### Written exercise 1
Translate this sentence from the extract about Gillespie's music career into Spanish: "In autumn 2009, she visited New York, where she performed at open-mic nights."
### Written exercise 2
According to the extract about Gillespie's music career, who were the judges of Must Be the Music?
### Written exercise 3
Carry on the extract about Gillespie's music career from its final sentence.

### Selected extract
-- Begin --

G: "I was in Carlisle busking and you know you put your 'luck money' in first, a couple of pounds? This cute little boy came up and I was like, 'Aw, nice,' and he bent down, nicked all my money and ran off. I hadn't started and I was already down. I was shouting, 'You're a horrible, horrible boy.'"

American dreams

Gillespie spent much of her early twenties travelling the world, doing a variety of jobs (teaching circus skills, cattle-herding on a motorbike...). In autumn 2009, she visited New York, where she performed at open-mic nights. Energised by the experience, she decided to concentrate on her music. Seven years previously, Tunstall also experienced a New York state of mindlessness...

G: "I loved New York. I was surrounded by like-minded folk, and that lit me up. I went back to Glasgow cos I knew people there. I was gonna chip away at it, do gigs, build up a fanbase. I was quite prepared to spend a few years slowly building it up. I didn't expect the TV show to happen."

T: "I was flown to New York by a label, wined and dined, got taken to some rapper's launch party. There was an airport metal detector to get into this gig in this crazy club, and I'm thinking, 'This isn't going to happen...' It didn't. Then [legendary music-biz exec] Tommy Mottola at Columbia brought me back out and offered me a deal. This was on 22 December 2003. Mottola left a week later, and I was left hanging for three months. In the meantime, all the British record companies get a whiff off that and suddenly you're a smelly option. I couldn't get signed for shit. The Norah Jones thing had just happened, so every record company had their girl singer-songwriter. So I ended up taking the total outside bet with Relentless, the weird, underground Asian dance label – which turned out amazing."

G: "I'd never tried to approach any labels. I did try two different talent competitions. But they were building your hopes up then ripping people off – you had to pay to register, bring your audience, and they had to pay to get in. After those I realised there were no short cuts. You can't just win a competition. I was like, 'I'm never doing anything like that again.' Then Must Be the Music came up."

The extra-factor

One day in Glasgow, Gillespie was going home after a busking session when she spotted a queue of people carrying instruments. It was the Must Be the Music auditions. She knew the judges were working musicians: Sharleen Spiteri, Jamie Cullum and Dizzee Rascal, and that there were "no dodgy contracts. And I might get one of my songs on TV in front of a wider audience." She auditioned, and secured a place in the regional heats. During the competition, two of her live performances reached the top 10 of single downloads. In September 2010, she won the contest. She signed a record deal soon after. Her debut album just came out.

-- End --

### Material provided
-- Begin --

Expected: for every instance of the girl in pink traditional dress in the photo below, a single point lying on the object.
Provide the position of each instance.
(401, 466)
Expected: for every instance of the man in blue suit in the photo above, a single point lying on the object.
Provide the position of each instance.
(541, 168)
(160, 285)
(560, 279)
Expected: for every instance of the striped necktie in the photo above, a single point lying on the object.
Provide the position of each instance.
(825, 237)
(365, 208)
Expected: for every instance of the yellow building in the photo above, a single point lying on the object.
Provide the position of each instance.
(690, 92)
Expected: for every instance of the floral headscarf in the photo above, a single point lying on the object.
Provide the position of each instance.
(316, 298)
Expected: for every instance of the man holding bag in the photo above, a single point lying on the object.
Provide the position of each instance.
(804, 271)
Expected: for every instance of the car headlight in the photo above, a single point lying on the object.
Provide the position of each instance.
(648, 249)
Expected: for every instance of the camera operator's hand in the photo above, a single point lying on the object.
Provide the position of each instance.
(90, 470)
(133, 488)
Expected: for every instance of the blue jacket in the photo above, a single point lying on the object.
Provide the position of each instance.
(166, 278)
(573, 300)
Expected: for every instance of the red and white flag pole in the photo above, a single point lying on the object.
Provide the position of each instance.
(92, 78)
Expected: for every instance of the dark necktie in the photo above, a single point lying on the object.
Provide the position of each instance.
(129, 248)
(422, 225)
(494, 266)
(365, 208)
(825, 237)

-- End --

### Exercise result 1
En otoño de 2009, visitó Nueva York, donde actuó en noches de micrófono abierto.

### Exercise result 2
Sharleen Spiteri, Jamie Cullum and Dizzee Rascal.

### Exercise result 3
T: "The thing that winds me up about these pop shows is the judgement and the control. And the ironing someone into a generic mould."

G: "See, that was it – they just encouraged everyone to be themselves. I didn't really get any criticism. If the judges said they didn't like something, it was never nasty. You could see where they were coming from. It wasn't about the judges, it was about the acts."

T: "The biggest thing for me is that they weren't making you sign a contract in the queue. You kept ownership of your music. You were making the profits from sales of your music that you're performing. These shows very rarely produce pop stars. What I don't like is them standing there and (a) humiliating a kid, (b) making fucking loads of money out of it, and (c) taking absolutely no responsibility for what happens to that person. In some of these competitions, it's telling so-and-so to look in the camera, take their hat off. Like, why? Where's the rulebook that says that that's what you should do to make it as a musician?"

G: "But this show was so supportive. Even after it was finished, even though there was no record deal, there was an after-care system – the producers had someone literally by my side until I got sorted out with good management, got a lawyer, saw some record labels. I just feel so lucky cos there are so many musicians out there who struggle and fight to swim through all the crap. And I got this amazing lift over the top of it and plonked in the spotlight."

Branding/rebranding

Tunstall adopted the nom de plume KT partly in homage to her hero PJ Harvey, partly to escape the shadow of all the other self-named singer-songwriters who were

around at the time (Katie Melua, Kathryn Williams, Kate Rusby). Gillespie thought her name "was really boring", and she and some friends on the Glasgow scene brainstormed Emma's Imagination.

G: "The label isn't pushing me to change my image. The show did me a huge favour because it was very much me – I wasn't styled. And the label said, 'People obviously related to you as you.' But I don't really wear make-up or make much of an effort, so I think I need to start trying not to leave the house looking like an old bag lady."

T: "For the first two years of things kicking off for me, I was just head down, gigging, partying. I've definitely struggled with the photoshoot and video thing. I've only really got to grips with that now. When I got nominated, weirdly, for Best Pop Vocal at the Grammys in America, cos of the time difference, I had to do a 5am photoshoot in Los Angeles. So you're dolled-up at dawn, and I'm asked to stand in the middle of Justin Timberlake and Mary J Blige. I'm like, 'I'm from Fife! This is wrong! Are people wondering if I'm Christina Aguilera's mum?'"

G: "I've just had to move to London, and all I have is a suitcase of clothes. I've not got anything fancy; I've got one pair of shoes. But then you think, if I wear the same thing to gigs all the time, I'm gonna end up in one of those sack-the-stylist features in Heat. Before Must Be the Music, if someone had mentioned a stylist to me, I'd be like, 'Ach, that's really arsey.' But it's not. You actually need their help."

T: "It's about augmenting yourself. Becoming what you wanna be on stage. And the fact that what you're wearing is a trick. Not as in you're hoodwinking people. But you're missing a trick by not using it as a way of expressing yourself, and as a way of exciting people. When people see you on TV, they don't wanna see you looking boring. They wanna see you looking characterful. But it took me a long time to get that right. Same with make-up – only with this album have I been able to embrace it, enjoy myself, and not think I'm being a vain tart by liking lipstick."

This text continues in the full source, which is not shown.